## What to work on
Rewrite the entries below with every "ceiling air vent" changed to "overhead air vent", leaving everything else the same.

## Material to process
○ ○ ○ ○ ○

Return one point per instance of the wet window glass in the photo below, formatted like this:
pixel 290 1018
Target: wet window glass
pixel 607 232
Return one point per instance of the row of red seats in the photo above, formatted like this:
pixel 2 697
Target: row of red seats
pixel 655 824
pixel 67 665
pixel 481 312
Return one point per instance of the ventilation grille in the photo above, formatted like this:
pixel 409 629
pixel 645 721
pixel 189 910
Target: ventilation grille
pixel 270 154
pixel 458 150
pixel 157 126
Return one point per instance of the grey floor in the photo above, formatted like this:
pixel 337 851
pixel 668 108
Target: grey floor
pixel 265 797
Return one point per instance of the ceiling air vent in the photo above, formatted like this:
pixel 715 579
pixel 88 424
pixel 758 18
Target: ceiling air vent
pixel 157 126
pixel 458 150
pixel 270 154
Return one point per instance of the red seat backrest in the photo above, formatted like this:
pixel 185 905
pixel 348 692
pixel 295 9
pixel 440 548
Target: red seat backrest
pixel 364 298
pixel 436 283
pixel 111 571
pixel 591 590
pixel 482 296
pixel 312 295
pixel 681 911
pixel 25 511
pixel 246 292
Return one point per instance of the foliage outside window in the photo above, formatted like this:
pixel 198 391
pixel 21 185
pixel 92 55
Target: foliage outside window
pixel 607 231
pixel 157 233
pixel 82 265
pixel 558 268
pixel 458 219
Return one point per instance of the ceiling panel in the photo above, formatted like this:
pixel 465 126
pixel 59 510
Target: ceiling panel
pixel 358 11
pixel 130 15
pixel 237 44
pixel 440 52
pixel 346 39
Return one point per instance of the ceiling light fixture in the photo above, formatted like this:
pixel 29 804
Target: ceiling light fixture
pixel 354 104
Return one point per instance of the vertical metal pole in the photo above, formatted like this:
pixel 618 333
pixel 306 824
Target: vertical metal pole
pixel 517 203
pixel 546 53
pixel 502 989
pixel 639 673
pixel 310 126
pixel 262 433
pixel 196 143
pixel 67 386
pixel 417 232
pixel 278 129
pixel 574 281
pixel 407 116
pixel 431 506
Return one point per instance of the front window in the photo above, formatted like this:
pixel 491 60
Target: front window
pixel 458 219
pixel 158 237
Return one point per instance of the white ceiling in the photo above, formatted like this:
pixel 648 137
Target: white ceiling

○ ○ ○ ○ ○

## Reply
Return one point per instance of the wet window glass in the photo below, formatted like this:
pixel 290 1018
Target: wet window glass
pixel 607 232
Return one point per instance of the row of red seats in the photo above, formatted like this:
pixel 2 697
Target: row of red seats
pixel 655 824
pixel 67 665
pixel 481 312
Return one point per instance of the ventilation grille in the photo above, formatted like this:
pixel 409 629
pixel 645 721
pixel 189 910
Target: ventilation grille
pixel 270 154
pixel 458 150
pixel 157 126
Return one point per instance of the grey floor in the photo above, formatted like this:
pixel 337 851
pixel 668 108
Target: grey floor
pixel 265 797
Return one point per instance of the overhead air vent in the photo above, formatted like this:
pixel 715 579
pixel 88 424
pixel 758 18
Target: overhead air vent
pixel 157 126
pixel 458 150
pixel 270 154
Return one point per instance of the red seat backrest in the photo above, formatted like this:
pixel 185 905
pixel 348 692
pixel 295 9
pixel 440 548
Target: red seat backrest
pixel 364 298
pixel 436 283
pixel 111 571
pixel 591 590
pixel 482 296
pixel 312 295
pixel 681 911
pixel 25 511
pixel 246 292
Return one point per instance of the foliage outside window in the photo above, formatted like this:
pixel 198 391
pixel 21 185
pixel 92 55
Target: foliage outside window
pixel 607 231
pixel 157 233
pixel 82 265
pixel 558 268
pixel 458 219
Return one point per instance of the ceiling panel in the photo above, formatted like this:
pixel 465 126
pixel 59 510
Target: ceiling panel
pixel 358 11
pixel 130 15
pixel 237 44
pixel 440 52
pixel 346 39
Return one point per instance of the ceiling light fixture in the photo above, formatted like this:
pixel 29 804
Target: ceiling light fixture
pixel 354 104
Return one point per instance of the vertical metal pole in the photo above, formatted like this:
pixel 618 333
pixel 306 824
Target: vertical metal pole
pixel 517 203
pixel 546 53
pixel 502 989
pixel 639 673
pixel 310 126
pixel 262 433
pixel 196 143
pixel 67 386
pixel 417 232
pixel 278 129
pixel 574 281
pixel 407 116
pixel 431 506
Return one point per instance of the front window in the photo above, formatted like this:
pixel 491 60
Target: front window
pixel 458 219
pixel 158 237
Return one point per instance of the white ceiling in the photo above, formatted like this:
pixel 648 137
Target: white ceiling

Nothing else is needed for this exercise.